→ **Natural language region descriptions**
####################

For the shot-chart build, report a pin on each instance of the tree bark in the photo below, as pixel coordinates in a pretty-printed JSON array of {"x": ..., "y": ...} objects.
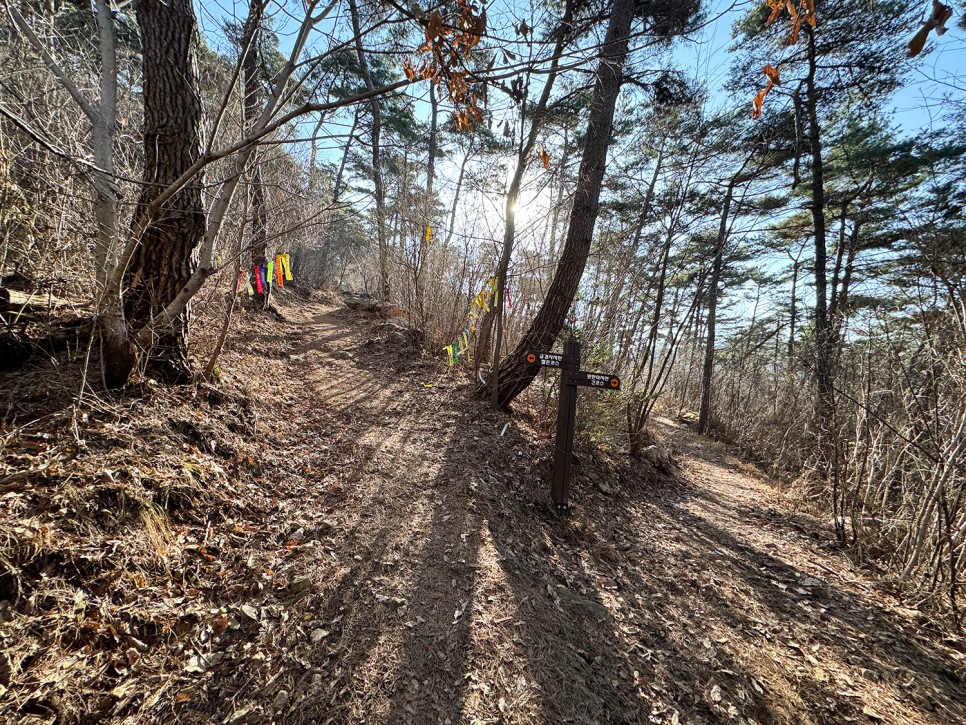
[
  {"x": 163, "y": 263},
  {"x": 823, "y": 369},
  {"x": 707, "y": 372},
  {"x": 509, "y": 232},
  {"x": 517, "y": 374},
  {"x": 377, "y": 182}
]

####################

→ **WHAT YOU SHOULD DO**
Would you mind repeating the records above exactly, without the pictures?

→ **PROBLEM SOLUTION**
For the shot-chart build, report a pin on each instance of the tree bark in the photo below, as pixel coordinates in a pretty-printed JSON array of {"x": ..., "y": ...} objects.
[
  {"x": 163, "y": 263},
  {"x": 823, "y": 369},
  {"x": 707, "y": 372},
  {"x": 509, "y": 232},
  {"x": 517, "y": 374},
  {"x": 377, "y": 182}
]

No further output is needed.